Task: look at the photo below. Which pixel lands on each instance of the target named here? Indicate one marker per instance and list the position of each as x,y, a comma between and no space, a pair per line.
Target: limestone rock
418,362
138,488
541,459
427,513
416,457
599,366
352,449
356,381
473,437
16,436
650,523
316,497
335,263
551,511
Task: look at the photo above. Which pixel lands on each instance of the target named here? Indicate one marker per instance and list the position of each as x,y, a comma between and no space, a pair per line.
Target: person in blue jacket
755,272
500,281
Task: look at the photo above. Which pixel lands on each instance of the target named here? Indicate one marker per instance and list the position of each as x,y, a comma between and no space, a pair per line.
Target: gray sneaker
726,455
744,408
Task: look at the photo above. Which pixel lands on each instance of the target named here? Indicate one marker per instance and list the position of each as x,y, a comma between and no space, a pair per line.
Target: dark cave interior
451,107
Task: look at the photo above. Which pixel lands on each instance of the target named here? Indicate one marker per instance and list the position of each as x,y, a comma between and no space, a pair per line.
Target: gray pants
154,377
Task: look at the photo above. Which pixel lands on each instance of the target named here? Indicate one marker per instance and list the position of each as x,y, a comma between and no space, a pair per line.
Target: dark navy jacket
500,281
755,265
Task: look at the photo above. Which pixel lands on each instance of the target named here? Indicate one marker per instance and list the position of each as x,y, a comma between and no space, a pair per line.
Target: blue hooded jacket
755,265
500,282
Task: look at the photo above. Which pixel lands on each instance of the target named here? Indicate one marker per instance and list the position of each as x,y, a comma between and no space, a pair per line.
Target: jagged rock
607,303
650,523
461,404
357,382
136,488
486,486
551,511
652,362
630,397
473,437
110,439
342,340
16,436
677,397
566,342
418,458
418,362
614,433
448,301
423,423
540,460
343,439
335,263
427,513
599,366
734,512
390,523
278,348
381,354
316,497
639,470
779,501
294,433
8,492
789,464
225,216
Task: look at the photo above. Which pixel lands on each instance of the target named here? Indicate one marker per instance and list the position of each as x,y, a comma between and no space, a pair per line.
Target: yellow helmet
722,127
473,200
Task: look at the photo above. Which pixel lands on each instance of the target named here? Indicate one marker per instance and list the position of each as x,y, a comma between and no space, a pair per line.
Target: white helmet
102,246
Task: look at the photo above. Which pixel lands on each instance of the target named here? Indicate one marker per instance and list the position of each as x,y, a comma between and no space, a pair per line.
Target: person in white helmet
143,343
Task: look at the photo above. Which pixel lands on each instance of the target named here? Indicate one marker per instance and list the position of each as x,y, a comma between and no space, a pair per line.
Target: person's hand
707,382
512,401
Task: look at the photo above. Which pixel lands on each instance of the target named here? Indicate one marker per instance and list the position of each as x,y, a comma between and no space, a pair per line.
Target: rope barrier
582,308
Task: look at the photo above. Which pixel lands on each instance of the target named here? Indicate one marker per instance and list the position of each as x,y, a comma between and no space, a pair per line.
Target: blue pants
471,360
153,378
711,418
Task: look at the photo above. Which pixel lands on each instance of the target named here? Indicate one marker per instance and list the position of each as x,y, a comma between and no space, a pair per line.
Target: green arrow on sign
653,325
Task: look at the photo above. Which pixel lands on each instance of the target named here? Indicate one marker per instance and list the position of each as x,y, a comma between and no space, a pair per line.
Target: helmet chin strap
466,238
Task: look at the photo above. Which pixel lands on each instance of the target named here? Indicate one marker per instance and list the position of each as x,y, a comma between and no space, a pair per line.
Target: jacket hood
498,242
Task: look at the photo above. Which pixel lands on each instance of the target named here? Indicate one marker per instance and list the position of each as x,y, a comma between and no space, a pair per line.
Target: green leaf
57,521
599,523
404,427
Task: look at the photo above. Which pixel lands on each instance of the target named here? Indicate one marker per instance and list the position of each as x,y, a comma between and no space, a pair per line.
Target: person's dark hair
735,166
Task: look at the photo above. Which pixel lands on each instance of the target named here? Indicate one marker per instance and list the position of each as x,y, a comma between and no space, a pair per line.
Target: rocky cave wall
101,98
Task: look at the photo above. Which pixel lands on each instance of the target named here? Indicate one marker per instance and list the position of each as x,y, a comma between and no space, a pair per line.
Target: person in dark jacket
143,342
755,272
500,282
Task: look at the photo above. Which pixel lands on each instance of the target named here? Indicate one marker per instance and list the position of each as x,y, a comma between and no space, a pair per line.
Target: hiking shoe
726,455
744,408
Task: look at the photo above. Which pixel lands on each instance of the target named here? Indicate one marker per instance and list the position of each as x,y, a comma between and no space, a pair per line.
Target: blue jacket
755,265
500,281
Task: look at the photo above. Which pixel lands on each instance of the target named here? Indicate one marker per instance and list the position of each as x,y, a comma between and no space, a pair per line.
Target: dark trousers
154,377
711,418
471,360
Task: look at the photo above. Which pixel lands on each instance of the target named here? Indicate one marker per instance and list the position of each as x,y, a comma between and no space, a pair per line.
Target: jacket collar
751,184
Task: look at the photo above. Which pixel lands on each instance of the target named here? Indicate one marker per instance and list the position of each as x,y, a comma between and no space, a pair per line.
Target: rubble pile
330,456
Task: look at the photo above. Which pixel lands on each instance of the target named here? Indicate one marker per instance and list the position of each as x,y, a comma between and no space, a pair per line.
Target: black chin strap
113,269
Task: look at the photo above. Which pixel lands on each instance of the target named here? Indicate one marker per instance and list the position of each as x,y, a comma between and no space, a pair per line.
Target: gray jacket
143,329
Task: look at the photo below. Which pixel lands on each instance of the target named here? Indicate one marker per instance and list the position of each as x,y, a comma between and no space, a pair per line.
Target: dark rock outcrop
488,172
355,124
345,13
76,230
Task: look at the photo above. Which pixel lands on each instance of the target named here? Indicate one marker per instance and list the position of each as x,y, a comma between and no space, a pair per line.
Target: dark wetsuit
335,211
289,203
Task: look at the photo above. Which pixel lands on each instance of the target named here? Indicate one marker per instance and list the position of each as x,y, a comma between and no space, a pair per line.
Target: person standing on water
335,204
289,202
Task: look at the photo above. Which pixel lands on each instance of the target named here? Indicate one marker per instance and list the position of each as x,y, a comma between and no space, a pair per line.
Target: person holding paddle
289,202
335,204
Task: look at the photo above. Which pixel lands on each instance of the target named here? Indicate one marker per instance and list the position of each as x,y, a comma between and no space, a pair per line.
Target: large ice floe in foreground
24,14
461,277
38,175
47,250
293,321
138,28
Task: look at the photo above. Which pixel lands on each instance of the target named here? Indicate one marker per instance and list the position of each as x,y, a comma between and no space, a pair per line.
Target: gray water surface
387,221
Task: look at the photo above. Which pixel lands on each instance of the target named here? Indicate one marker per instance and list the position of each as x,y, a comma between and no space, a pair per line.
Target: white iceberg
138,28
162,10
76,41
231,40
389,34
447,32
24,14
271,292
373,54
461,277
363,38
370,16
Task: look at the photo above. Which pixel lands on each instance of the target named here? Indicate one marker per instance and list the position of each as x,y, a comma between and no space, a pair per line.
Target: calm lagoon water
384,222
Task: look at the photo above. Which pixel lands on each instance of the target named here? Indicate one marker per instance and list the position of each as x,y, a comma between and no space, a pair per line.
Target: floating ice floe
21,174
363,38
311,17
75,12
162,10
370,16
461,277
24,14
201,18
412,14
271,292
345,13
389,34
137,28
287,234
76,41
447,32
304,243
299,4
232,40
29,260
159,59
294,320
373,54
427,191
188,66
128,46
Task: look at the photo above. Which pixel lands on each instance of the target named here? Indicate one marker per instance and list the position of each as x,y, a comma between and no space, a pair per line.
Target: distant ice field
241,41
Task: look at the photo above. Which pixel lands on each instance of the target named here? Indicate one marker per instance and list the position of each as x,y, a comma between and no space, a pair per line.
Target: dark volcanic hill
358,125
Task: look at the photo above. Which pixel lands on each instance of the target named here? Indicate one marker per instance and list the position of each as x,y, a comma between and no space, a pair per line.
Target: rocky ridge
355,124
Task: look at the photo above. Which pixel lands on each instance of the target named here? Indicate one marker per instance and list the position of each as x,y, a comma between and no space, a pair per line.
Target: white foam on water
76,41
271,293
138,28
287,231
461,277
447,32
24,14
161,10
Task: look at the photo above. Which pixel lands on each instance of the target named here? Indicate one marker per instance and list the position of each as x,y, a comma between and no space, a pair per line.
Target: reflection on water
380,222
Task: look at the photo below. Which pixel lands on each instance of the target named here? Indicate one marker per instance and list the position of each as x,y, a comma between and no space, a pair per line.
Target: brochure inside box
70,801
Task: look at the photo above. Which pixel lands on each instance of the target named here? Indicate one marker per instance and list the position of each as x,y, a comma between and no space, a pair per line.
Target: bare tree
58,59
■ ■ ■ ■
### PROBLEM REQUIREMENTS:
Display every line of the entries above that contains the string "strap".

### SOLUTION BELOW:
Target: helmet chin strap
Target: black chin strap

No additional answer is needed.